Brief A: In the forum thread about showing vehicle information on an aftermarket head unit, which brand of dash kit did the poster find?
Brief B: Edit the aftermarket head unit thread from "## cvillechopper (Mar" to "much more current.", replacing "radio" with "stereo".
Brief C: Proceed with the forum thread on aftermarket head units from the point where it stops.

# Vehicle info into aftermarket head unit?



## cvillechopper (Mar 7, 2019)

I'm getting ready to upgrade the radio in my E83. Found a Scosche dash kit to relocate the HVAC controls and fit a double din in. I'd really like to get a unit with vehicle information display. Found plenty with iData connectivity but it doesn't look like that works with BMW. 

Is there any aftermarket solution which would maybe plug into the ODBC and allow the radio to display some vehicle information? I know it's know crucial but it would be nice to have. Would really make the E83 feel much more current.

Thanks
James


----------



## 328luxline (Jul 13, 2017)

Outline records of named regions:
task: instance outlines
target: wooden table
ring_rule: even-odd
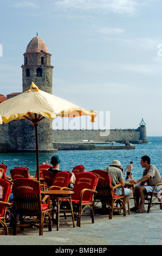
[[[132,188],[132,189],[133,197],[131,198],[131,199],[134,199],[134,206],[135,206],[135,207],[136,207],[136,199],[135,199],[135,195],[134,195],[134,185],[137,185],[137,184],[136,183],[131,183],[131,182],[125,183],[125,186],[127,188]]]
[[[60,212],[70,212],[72,214],[72,221],[74,228],[75,227],[74,217],[73,213],[73,208],[72,202],[72,194],[74,194],[74,192],[69,190],[45,190],[41,191],[41,194],[44,195],[49,195],[51,200],[53,202],[53,208],[54,211],[54,208],[56,206],[56,222],[57,222],[57,230],[59,230],[60,223]],[[66,200],[70,205],[70,209],[60,209],[60,205],[63,200]],[[53,218],[54,220],[54,218]]]

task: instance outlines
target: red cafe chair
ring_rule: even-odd
[[[95,195],[95,206],[99,202],[102,204],[102,211],[104,213],[106,210],[106,205],[108,206],[109,210],[109,218],[112,219],[115,203],[119,204],[119,207],[116,207],[115,210],[122,209],[124,216],[126,216],[125,196],[124,187],[121,184],[118,184],[114,187],[112,186],[110,176],[108,172],[103,170],[96,169],[91,172],[96,173],[99,175],[99,181],[96,188],[98,192]],[[115,195],[114,191],[117,187],[121,187],[122,194]],[[128,214],[130,214],[129,205],[128,203]]]
[[[4,228],[5,235],[8,235],[8,229],[5,223],[6,212],[9,206],[10,195],[11,193],[13,182],[9,180],[0,179],[0,225]]]
[[[81,226],[81,216],[86,207],[90,210],[92,222],[94,222],[93,199],[98,179],[98,174],[89,172],[80,173],[76,177],[72,202],[77,227]]]
[[[17,179],[12,187],[14,204],[15,207],[13,235],[17,234],[17,227],[23,228],[25,216],[31,216],[35,220],[33,225],[39,226],[39,235],[43,235],[44,218],[47,221],[48,230],[52,230],[51,209],[50,197],[45,196],[42,199],[40,182],[31,179]],[[47,201],[47,202],[46,202]],[[17,216],[19,215],[19,223]]]
[[[2,179],[6,179],[6,172],[7,170],[7,166],[5,164],[0,164],[0,170],[3,171]]]

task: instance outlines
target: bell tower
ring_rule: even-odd
[[[38,89],[52,94],[53,69],[51,54],[44,41],[37,35],[28,44],[24,53],[22,65],[23,92],[30,89],[32,82]],[[34,127],[28,120],[22,120],[22,150],[35,150]],[[53,151],[52,120],[44,118],[38,126],[38,147],[40,152]]]
[[[38,35],[33,38],[24,53],[23,92],[28,90],[33,82],[40,90],[52,94],[53,69],[51,54],[46,43]]]

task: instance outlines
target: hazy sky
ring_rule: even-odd
[[[0,3],[0,94],[22,91],[23,54],[37,32],[52,54],[53,94],[109,111],[111,129],[143,118],[147,136],[162,136],[161,0]]]

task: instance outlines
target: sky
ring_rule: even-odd
[[[23,54],[37,32],[52,54],[53,94],[109,113],[111,129],[143,118],[148,136],[161,136],[161,3],[0,0],[0,94],[22,92]]]

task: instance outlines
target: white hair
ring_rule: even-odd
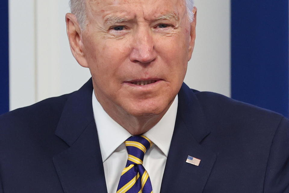
[[[190,23],[194,19],[194,14],[192,11],[194,5],[194,0],[185,0],[187,14]],[[70,0],[69,5],[71,13],[75,15],[81,29],[83,30],[86,25],[86,18],[85,0]]]

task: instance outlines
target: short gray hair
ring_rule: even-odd
[[[194,5],[194,0],[185,0],[189,21],[191,23],[194,18],[194,15],[192,11]],[[70,0],[69,5],[71,13],[76,17],[80,27],[83,30],[86,25],[85,22],[86,18],[85,0]]]

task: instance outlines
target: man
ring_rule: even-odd
[[[0,117],[0,192],[289,192],[288,120],[183,83],[193,5],[72,0],[92,78]]]

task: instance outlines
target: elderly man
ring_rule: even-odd
[[[183,83],[193,0],[71,0],[79,90],[0,117],[0,192],[289,192],[289,123]]]

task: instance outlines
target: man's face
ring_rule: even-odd
[[[87,1],[83,52],[102,105],[137,116],[167,109],[193,47],[184,1]]]

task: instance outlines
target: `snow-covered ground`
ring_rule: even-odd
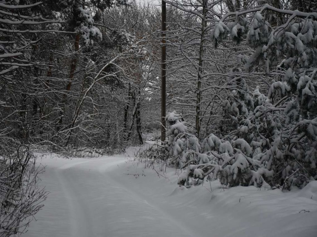
[[[50,193],[22,236],[317,236],[316,181],[288,193],[217,181],[187,189],[174,169],[164,178],[123,156],[39,158]]]

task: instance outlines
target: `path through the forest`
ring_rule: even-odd
[[[213,183],[187,190],[177,187],[175,170],[163,175],[169,179],[158,177],[123,157],[49,156],[38,160],[46,166],[41,183],[50,193],[25,237],[312,237],[317,233],[317,201],[308,197],[317,194],[317,183],[305,192],[288,194],[255,187],[222,190]],[[309,212],[300,213],[303,210]]]

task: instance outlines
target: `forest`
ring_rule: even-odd
[[[133,147],[179,191],[312,189],[315,220],[317,1],[0,0],[0,236],[45,210],[40,156]]]

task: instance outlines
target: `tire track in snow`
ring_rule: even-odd
[[[177,226],[179,230],[180,236],[200,237],[200,236],[199,233],[195,232],[194,230],[193,231],[193,230],[190,229],[185,224],[180,221],[178,221],[177,219],[177,217],[173,216],[167,212],[165,212],[164,210],[160,208],[158,205],[152,203],[151,201],[147,200],[145,197],[140,195],[139,193],[136,192],[132,189],[132,187],[124,185],[124,184],[118,182],[113,177],[109,175],[108,173],[107,172],[109,168],[110,167],[101,167],[99,168],[99,171],[104,176],[107,177],[107,179],[108,180],[111,180],[111,182],[115,184],[116,186],[118,187],[121,187],[123,189],[128,192],[130,194],[129,196],[130,197],[135,197],[137,200],[139,201],[140,203],[142,204],[142,205],[145,204],[155,210],[157,214],[163,217],[164,219],[167,220],[168,222],[172,223],[173,225]],[[164,227],[162,227],[164,228]]]

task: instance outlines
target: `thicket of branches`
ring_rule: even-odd
[[[160,14],[125,0],[0,1],[0,235],[25,231],[46,197],[30,148],[113,154],[158,127]]]
[[[315,180],[315,2],[166,2],[179,19],[167,32],[176,111],[166,117],[168,154],[159,145],[150,157],[186,169],[178,184],[188,186]]]
[[[165,2],[166,107],[176,112],[167,153],[155,157],[187,169],[180,185],[315,179],[316,1]],[[113,153],[158,128],[159,6],[0,1],[3,213],[27,203],[32,216],[45,198],[24,181],[36,179],[31,145]],[[20,231],[23,216],[5,216],[2,229]]]

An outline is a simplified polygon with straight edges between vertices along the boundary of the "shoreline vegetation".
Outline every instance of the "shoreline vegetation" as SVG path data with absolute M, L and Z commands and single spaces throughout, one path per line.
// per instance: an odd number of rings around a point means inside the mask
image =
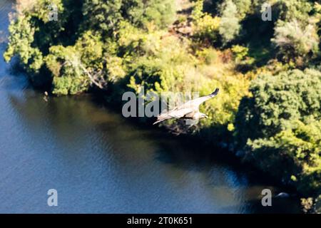
M 272 21 L 261 19 L 270 4 Z M 58 20 L 49 20 L 49 5 Z M 195 127 L 163 127 L 228 148 L 321 212 L 321 5 L 308 0 L 18 0 L 9 62 L 53 95 L 219 88 Z M 141 118 L 144 122 L 153 120 Z

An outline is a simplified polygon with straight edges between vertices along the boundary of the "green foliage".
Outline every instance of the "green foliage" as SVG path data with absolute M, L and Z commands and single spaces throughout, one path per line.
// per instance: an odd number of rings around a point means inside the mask
M 319 51 L 319 37 L 315 26 L 308 24 L 303 28 L 296 20 L 279 21 L 272 41 L 285 61 L 292 59 L 295 61 L 298 57 L 307 58 L 309 54 L 315 56 Z
M 253 97 L 243 99 L 235 121 L 245 159 L 285 182 L 296 180 L 302 192 L 315 193 L 321 183 L 321 72 L 263 74 L 250 90 Z
M 320 65 L 320 4 L 270 1 L 272 21 L 262 21 L 263 0 L 196 0 L 190 14 L 177 13 L 185 1 L 173 0 L 30 1 L 18 5 L 4 57 L 18 56 L 34 82 L 50 81 L 58 95 L 101 80 L 110 100 L 120 102 L 123 92 L 142 86 L 200 95 L 218 87 L 200 107 L 209 119 L 190 133 L 228 142 L 301 192 L 320 194 L 321 73 L 285 71 Z M 58 6 L 58 21 L 49 21 L 50 4 Z
M 224 1 L 219 33 L 224 43 L 233 40 L 240 29 L 240 20 L 237 16 L 238 8 L 231 0 Z

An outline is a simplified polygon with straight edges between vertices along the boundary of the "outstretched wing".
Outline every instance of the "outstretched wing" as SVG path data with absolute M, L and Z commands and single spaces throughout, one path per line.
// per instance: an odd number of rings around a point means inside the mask
M 189 108 L 182 109 L 173 109 L 167 113 L 158 115 L 158 116 L 157 117 L 157 121 L 153 123 L 153 125 L 171 118 L 179 119 L 193 111 L 194 111 L 193 109 Z

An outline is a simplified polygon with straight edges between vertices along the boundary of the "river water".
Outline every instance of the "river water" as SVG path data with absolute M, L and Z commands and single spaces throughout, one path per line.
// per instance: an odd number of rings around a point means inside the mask
M 0 1 L 5 33 L 12 2 Z M 283 190 L 213 155 L 224 152 L 133 124 L 93 95 L 45 102 L 0 58 L 0 213 L 300 212 L 297 199 L 263 207 L 262 190 Z

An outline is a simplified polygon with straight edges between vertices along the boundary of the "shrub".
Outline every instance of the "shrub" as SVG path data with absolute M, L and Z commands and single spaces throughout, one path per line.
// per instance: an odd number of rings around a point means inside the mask
M 321 183 L 321 72 L 263 74 L 250 90 L 253 97 L 243 99 L 235 120 L 245 160 L 315 194 Z
M 225 1 L 223 6 L 219 28 L 223 43 L 231 41 L 238 35 L 240 25 L 237 15 L 238 9 L 235 4 L 231 0 Z
M 305 28 L 296 20 L 278 21 L 272 41 L 286 61 L 298 57 L 315 55 L 318 50 L 319 37 L 315 26 L 308 24 Z

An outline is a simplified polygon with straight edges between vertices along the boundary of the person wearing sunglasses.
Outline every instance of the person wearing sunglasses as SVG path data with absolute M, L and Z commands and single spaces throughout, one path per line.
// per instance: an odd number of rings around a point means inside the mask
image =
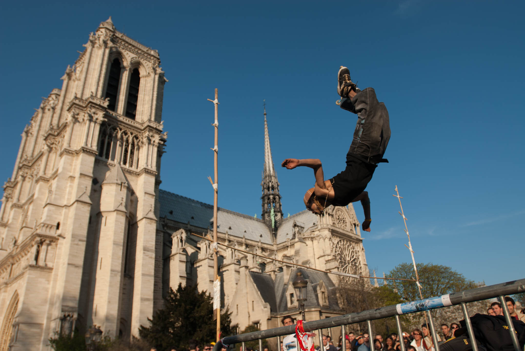
M 414 340 L 410 343 L 411 346 L 414 346 L 416 351 L 426 351 L 425 347 L 425 342 L 423 341 L 423 333 L 419 329 L 414 329 L 412 332 Z
M 319 159 L 287 158 L 281 165 L 288 169 L 301 166 L 313 169 L 315 186 L 307 191 L 303 199 L 309 210 L 322 215 L 330 205 L 345 206 L 361 201 L 365 215 L 362 228 L 370 231 L 370 200 L 364 190 L 377 164 L 388 162 L 382 157 L 390 139 L 388 113 L 384 104 L 377 100 L 375 90 L 372 88 L 362 91 L 358 89 L 350 79 L 348 68 L 343 66 L 338 73 L 337 91 L 341 97 L 340 107 L 358 115 L 345 169 L 325 180 Z M 311 142 L 312 137 L 308 135 L 306 139 Z

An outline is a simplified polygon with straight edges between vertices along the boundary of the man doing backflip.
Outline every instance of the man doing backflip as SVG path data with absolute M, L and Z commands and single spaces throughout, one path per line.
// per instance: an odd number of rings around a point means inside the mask
M 374 89 L 358 89 L 350 79 L 350 71 L 343 66 L 338 73 L 337 93 L 341 97 L 341 108 L 358 115 L 344 171 L 325 180 L 319 159 L 287 158 L 281 165 L 288 169 L 299 166 L 313 169 L 315 186 L 307 191 L 303 199 L 307 209 L 322 215 L 330 205 L 345 206 L 361 201 L 365 217 L 362 228 L 370 231 L 370 200 L 364 189 L 377 164 L 388 162 L 383 155 L 390 139 L 388 113 L 385 104 L 377 101 Z

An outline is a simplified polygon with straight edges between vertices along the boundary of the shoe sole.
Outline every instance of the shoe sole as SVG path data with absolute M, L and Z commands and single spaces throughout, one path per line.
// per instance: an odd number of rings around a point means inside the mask
M 339 68 L 339 71 L 337 72 L 337 93 L 339 96 L 341 96 L 341 86 L 340 83 L 339 83 L 339 77 L 341 75 L 341 71 L 343 69 L 348 70 L 348 73 L 350 75 L 350 70 L 348 69 L 348 67 L 342 66 Z

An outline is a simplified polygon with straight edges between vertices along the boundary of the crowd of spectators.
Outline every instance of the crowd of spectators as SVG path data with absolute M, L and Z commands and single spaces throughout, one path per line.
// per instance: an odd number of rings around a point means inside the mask
M 505 301 L 510 317 L 517 321 L 525 322 L 525 309 L 518 311 L 516 308 L 516 304 L 514 300 L 510 296 L 506 296 Z M 487 314 L 496 316 L 503 315 L 503 309 L 499 302 L 493 302 L 487 309 Z M 439 330 L 436 330 L 436 338 L 438 344 L 445 342 L 454 337 L 454 333 L 460 326 L 459 323 L 443 323 Z M 323 337 L 323 343 L 324 344 L 325 336 Z M 330 343 L 329 337 L 327 338 Z M 335 347 L 338 351 L 341 351 L 342 337 L 339 338 L 339 344 Z M 434 341 L 432 333 L 430 332 L 426 323 L 424 323 L 421 328 L 416 328 L 409 334 L 403 332 L 402 337 L 400 338 L 397 333 L 393 333 L 383 336 L 377 334 L 371 341 L 368 333 L 363 332 L 356 333 L 351 332 L 345 336 L 345 351 L 372 351 L 373 350 L 401 350 L 400 344 L 405 345 L 407 351 L 434 351 Z M 324 350 L 319 351 L 332 351 L 330 349 L 327 344 L 323 345 Z M 286 351 L 286 350 L 285 350 Z
M 509 310 L 509 313 L 511 318 L 525 322 L 525 309 L 516 308 L 514 301 L 510 296 L 506 296 L 505 301 Z M 493 302 L 487 310 L 487 314 L 497 316 L 503 315 L 503 309 L 499 302 Z M 281 320 L 283 325 L 292 325 L 293 319 L 291 316 L 285 316 Z M 459 329 L 460 326 L 459 323 L 453 322 L 451 323 L 443 323 L 439 329 L 436 328 L 436 332 L 437 343 L 439 344 L 453 337 L 454 332 Z M 342 337 L 339 337 L 337 345 L 334 345 L 330 335 L 322 335 L 322 346 L 317 347 L 317 351 L 342 351 Z M 295 334 L 284 336 L 280 344 L 280 351 L 300 351 L 298 349 L 297 338 Z M 315 342 L 314 343 L 315 344 Z M 374 336 L 373 339 L 371 339 L 370 335 L 366 332 L 362 333 L 354 333 L 350 332 L 345 335 L 344 350 L 345 351 L 390 351 L 401 350 L 401 344 L 405 345 L 406 351 L 434 351 L 434 341 L 432 333 L 430 332 L 426 323 L 421 326 L 421 328 L 416 328 L 410 333 L 403 332 L 400 336 L 396 333 L 392 333 L 388 335 L 377 334 Z M 195 341 L 190 341 L 190 348 L 181 351 L 212 351 L 214 343 L 206 344 L 201 346 Z M 158 351 L 156 348 L 152 348 L 151 351 Z M 161 351 L 159 350 L 158 351 Z M 163 350 L 162 350 L 163 351 Z M 168 348 L 166 351 L 177 351 L 175 347 Z M 221 351 L 228 351 L 223 347 Z M 240 351 L 259 351 L 247 347 L 246 350 Z M 271 351 L 268 347 L 264 347 L 262 351 Z
M 189 348 L 182 349 L 182 351 L 212 351 L 215 344 L 215 343 L 212 342 L 202 345 L 196 340 L 190 340 Z M 164 350 L 160 349 L 157 347 L 152 347 L 150 351 L 164 351 Z M 175 346 L 172 346 L 166 349 L 166 351 L 177 351 L 177 348 Z M 220 351 L 227 351 L 227 348 L 226 347 L 223 347 Z M 266 351 L 268 350 L 266 350 Z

Task answer A: Scosche

Task answer B:
## cvillechopper (Mar 7, 2019)

I'm getting ready to upgrade the stereo in my E83. Found a Scosche dash kit to relocate the HVAC controls and fit a double din in. I'd really like to get a unit with vehicle information display. Found plenty with iData connectivity but it doesn't look like that works with BMW. 

Is there any aftermarket solution which would maybe plug into the ODBC and allow the stereo to display some vehicle information? I know it's know crucial but it would be nice to have. Would really make the E83 feel much more current.

Task answer C:
Which factory radio do you have? Do you have the BMW Business Navigation System with the color display at the top of the dash, or do you have the BMW Business CD radio with no display at the top of the dash? As far as I know, only the nav system is able to display vehicle information. With the non-nav radio, I believe all vehicle information displays in the gauge cluster display. They *do* make wireless OBD devices that connect with your iOS or Android phone, and with an Apple CarPlay or Android Auto head unit, you *might* be able to get those apps to display on the head unit (not factory warning messages or anything, but performance gauges). Anything aftermarket will be an upgrade over the factory head unit, as the factory head unit is pretty antiquated, and doesn't have full Bluetooth (only for phone calls), and doesn't really have any enhanced features. Upgrading the factory amp might be a good idea as well, as it will make the factory speakers sound better.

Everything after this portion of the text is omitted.